### Exercise prompt
Render the stretch of the listing below from the line containing "the metal bracket" through the line containing "pixel 79 703", both ends included, as a numbered list with blank lines left out.

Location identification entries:
::::

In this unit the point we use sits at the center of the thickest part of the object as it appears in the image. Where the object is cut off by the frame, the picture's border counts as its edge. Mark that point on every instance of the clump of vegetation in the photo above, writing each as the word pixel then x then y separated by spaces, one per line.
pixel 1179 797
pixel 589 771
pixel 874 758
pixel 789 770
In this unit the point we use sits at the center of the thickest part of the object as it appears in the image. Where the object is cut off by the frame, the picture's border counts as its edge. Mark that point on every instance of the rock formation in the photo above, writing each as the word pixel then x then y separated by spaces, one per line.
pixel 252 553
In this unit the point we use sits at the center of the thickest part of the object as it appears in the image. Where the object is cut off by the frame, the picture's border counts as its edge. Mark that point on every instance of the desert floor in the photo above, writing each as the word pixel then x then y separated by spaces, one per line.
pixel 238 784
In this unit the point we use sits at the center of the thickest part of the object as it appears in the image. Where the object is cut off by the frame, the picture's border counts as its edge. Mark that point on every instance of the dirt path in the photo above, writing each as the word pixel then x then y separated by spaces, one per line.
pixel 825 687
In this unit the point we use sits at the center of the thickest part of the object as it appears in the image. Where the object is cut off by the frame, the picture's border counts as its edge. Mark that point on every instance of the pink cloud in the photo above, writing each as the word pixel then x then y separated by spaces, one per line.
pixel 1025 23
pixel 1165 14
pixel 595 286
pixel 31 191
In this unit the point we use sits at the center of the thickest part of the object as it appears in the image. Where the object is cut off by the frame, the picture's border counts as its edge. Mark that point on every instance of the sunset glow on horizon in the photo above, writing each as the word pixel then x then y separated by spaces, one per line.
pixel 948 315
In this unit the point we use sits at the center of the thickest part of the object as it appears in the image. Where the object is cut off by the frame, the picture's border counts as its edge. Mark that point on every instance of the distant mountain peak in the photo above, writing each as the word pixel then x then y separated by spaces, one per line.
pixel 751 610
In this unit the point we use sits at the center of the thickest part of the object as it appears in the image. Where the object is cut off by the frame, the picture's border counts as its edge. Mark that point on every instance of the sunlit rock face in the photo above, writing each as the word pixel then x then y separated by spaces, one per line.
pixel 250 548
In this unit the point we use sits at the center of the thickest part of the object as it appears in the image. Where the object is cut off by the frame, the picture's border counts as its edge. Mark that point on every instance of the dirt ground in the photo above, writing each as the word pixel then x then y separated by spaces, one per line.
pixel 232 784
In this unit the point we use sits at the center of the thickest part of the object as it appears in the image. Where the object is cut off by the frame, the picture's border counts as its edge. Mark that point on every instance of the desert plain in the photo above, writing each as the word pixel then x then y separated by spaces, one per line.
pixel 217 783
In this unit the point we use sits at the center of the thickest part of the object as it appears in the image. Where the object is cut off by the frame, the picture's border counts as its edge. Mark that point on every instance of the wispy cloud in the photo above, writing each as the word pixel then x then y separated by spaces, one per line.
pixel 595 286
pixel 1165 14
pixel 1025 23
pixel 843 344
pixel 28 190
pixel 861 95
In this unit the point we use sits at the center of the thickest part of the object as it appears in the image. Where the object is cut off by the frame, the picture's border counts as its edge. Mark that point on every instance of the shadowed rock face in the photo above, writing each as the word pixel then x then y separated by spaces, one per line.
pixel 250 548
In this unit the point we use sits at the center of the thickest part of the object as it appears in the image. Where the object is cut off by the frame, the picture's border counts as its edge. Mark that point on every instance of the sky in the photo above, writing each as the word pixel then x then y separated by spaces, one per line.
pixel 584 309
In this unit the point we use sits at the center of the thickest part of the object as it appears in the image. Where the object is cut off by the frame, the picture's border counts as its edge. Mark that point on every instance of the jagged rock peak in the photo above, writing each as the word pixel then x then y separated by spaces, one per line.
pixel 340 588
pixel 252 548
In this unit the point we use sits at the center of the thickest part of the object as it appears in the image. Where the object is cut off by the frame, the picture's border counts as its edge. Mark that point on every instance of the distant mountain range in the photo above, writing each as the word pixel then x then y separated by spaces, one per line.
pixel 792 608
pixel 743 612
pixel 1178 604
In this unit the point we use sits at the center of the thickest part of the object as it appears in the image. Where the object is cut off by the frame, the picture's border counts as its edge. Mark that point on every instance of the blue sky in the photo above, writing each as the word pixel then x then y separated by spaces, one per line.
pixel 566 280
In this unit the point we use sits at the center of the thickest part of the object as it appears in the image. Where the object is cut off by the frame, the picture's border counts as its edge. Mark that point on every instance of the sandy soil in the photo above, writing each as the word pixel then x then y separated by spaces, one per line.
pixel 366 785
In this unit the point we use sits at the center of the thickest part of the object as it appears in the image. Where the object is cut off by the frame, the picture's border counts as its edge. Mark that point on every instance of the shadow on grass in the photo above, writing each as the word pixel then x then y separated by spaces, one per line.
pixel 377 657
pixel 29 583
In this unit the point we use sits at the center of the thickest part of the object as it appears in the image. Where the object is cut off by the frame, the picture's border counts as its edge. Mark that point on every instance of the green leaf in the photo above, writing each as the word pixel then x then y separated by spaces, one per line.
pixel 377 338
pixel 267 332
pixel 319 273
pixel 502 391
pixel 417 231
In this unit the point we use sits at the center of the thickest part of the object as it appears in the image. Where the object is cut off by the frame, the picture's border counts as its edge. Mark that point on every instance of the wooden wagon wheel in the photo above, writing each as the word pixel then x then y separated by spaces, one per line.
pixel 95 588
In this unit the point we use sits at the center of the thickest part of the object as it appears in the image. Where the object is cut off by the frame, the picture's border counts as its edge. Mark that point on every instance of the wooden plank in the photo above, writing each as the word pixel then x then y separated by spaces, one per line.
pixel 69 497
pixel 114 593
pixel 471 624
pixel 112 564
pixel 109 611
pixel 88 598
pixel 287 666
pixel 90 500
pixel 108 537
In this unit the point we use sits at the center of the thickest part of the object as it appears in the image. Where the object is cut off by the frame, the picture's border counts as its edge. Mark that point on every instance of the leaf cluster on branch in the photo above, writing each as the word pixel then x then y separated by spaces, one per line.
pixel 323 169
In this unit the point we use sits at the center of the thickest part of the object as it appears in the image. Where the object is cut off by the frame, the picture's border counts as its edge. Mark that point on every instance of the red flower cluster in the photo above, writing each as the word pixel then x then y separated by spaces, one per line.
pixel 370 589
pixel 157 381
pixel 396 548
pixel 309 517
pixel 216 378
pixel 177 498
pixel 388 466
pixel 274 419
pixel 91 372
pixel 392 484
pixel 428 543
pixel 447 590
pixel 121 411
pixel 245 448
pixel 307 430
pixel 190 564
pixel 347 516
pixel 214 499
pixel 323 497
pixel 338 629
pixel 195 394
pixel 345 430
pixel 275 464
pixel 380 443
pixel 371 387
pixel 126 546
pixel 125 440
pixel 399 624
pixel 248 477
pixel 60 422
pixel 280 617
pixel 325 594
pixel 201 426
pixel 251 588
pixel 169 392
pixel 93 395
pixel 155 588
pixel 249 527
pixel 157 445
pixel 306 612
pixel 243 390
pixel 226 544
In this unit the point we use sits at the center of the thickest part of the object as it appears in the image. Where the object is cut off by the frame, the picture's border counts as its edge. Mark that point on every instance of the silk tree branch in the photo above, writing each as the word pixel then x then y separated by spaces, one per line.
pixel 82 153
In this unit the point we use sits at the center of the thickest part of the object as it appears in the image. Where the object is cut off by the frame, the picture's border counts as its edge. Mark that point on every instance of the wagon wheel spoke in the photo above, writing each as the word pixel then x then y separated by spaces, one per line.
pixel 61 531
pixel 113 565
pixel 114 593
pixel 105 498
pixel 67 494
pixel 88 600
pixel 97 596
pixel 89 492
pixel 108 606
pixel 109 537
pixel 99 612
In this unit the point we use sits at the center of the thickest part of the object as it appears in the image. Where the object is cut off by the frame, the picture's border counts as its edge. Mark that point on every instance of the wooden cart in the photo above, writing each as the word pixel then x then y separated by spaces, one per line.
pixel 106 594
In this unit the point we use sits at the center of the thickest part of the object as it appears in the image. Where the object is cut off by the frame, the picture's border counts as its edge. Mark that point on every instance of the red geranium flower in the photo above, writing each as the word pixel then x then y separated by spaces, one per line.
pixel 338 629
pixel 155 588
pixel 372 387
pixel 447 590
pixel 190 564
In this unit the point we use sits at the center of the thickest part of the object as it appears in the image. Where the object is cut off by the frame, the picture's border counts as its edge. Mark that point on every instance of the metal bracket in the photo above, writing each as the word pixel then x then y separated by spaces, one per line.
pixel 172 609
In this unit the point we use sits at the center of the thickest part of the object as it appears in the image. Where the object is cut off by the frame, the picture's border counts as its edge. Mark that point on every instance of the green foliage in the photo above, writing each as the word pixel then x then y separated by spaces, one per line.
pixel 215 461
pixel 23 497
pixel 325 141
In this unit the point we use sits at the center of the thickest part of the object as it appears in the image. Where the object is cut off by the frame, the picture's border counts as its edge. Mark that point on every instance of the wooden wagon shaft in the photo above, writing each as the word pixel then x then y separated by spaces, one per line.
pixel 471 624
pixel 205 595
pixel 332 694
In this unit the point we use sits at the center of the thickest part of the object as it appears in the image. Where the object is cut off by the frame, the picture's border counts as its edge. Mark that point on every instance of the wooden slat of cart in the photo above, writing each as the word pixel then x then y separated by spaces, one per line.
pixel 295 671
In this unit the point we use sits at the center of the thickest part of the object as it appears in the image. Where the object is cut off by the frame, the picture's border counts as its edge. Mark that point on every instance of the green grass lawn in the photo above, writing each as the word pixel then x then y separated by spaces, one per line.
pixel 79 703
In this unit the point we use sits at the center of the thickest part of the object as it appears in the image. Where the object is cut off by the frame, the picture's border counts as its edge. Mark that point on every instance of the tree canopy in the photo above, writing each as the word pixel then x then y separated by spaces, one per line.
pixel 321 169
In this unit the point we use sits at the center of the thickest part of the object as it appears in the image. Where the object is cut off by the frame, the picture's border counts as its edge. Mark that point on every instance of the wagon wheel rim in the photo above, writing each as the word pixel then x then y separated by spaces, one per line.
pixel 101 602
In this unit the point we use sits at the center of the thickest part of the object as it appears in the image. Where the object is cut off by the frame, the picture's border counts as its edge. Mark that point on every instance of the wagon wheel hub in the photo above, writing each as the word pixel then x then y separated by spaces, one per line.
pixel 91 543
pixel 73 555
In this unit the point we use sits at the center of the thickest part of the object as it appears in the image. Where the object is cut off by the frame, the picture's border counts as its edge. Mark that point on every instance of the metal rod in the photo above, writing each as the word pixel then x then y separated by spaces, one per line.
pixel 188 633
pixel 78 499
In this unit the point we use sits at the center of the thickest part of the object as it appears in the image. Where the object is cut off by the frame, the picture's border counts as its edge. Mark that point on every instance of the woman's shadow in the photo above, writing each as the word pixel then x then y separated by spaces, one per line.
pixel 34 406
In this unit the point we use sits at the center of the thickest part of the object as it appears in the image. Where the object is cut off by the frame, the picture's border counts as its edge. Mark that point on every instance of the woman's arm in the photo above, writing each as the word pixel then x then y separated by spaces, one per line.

::::

### The output
1. In this unit the point we use sits at the center of the thickest part of the object as it appears in the image. Where the object is cut off by the frame, the picture's border counts as its edge. Mark that point on every instance of the metal bracket in the photo above, writing each as the word pixel then x then y separated by spaces, one per line.
2. pixel 172 609
3. In this unit the point we use sits at the center of the thickest part of the object as it appears in the image. Where the object is cut off by the frame, the picture's border counts as its edge. Mark that point on every instance of the green foliage in the photo above, writing each as the word pixel then x then y separated by spaces, one per line.
4. pixel 215 461
5. pixel 23 497
6. pixel 325 141
7. In this unit the point we use sits at the center of the thickest part of the object as it appears in the image. Where the object is cut off by the frame, the picture's border counts as its edge. Mark that point on every instance of the wooden wagon shaft in the photo above, writing each as the word pixel then x then y separated by spaces, one per line.
8. pixel 471 624
9. pixel 205 595
10. pixel 332 694
11. In this unit the point we use sits at the center of the thickest part of the object as it appears in the image. Where the object is cut off by the frame, the picture's border counts as its edge. Mark that point on every instance of the wooden slat of cart in the photo above, writing each as the word pixel then x then y separated by spaces, one per line.
12. pixel 295 671
13. In this unit the point we use sits at the center of the thickest part of the object as it appears in the image. Where the object is cut off by the frame, the picture's border counts as its edge. Mark that point on every instance of the green grass lawn in the photo above, writing each as the word pixel then x then y separated by spaces, one per line.
14. pixel 79 703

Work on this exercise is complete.